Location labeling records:

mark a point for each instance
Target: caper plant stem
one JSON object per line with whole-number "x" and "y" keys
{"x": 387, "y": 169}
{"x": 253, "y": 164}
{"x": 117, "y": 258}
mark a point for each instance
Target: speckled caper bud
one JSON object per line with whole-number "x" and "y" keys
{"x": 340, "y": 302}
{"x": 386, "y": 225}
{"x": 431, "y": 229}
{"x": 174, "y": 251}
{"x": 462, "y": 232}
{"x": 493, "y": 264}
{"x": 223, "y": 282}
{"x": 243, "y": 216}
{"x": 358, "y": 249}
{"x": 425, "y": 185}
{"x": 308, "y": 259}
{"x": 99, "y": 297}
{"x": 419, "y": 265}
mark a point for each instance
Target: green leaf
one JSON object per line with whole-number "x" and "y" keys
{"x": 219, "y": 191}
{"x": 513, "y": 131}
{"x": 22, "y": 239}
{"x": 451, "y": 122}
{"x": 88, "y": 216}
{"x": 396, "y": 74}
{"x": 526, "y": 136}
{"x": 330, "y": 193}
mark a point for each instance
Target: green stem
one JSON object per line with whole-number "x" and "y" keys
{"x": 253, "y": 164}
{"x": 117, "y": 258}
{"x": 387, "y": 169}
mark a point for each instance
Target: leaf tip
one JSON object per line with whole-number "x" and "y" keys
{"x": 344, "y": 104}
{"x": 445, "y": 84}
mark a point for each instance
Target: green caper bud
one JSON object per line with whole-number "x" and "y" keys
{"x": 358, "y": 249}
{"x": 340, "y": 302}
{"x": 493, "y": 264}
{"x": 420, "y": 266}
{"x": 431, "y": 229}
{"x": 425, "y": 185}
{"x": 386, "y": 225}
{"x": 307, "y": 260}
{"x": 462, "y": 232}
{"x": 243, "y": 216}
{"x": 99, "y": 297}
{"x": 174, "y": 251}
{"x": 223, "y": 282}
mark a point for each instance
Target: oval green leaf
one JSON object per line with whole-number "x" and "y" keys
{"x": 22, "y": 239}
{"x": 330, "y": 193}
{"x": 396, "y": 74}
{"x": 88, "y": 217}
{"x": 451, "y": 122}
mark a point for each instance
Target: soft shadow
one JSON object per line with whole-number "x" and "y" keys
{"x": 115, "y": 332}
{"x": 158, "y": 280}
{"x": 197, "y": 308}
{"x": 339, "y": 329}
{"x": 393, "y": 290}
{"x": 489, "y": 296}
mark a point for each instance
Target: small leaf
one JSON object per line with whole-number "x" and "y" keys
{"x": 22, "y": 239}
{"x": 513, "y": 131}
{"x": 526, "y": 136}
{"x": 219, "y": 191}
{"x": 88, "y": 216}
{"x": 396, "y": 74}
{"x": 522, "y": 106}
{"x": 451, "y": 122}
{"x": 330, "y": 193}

> EXERCISE BRIEF
Show each line of the records above that contains the string "Target", treating uppercase and lowercase letters as distinct.

> RESPONSE TO THIS EXERCISE
Target: caper plant stem
Target: speckled caper bud
Target: green leaf
Target: green stem
Target: leaf tip
Target: green caper bud
Target: oval green leaf
Target: soft shadow
Target: small leaf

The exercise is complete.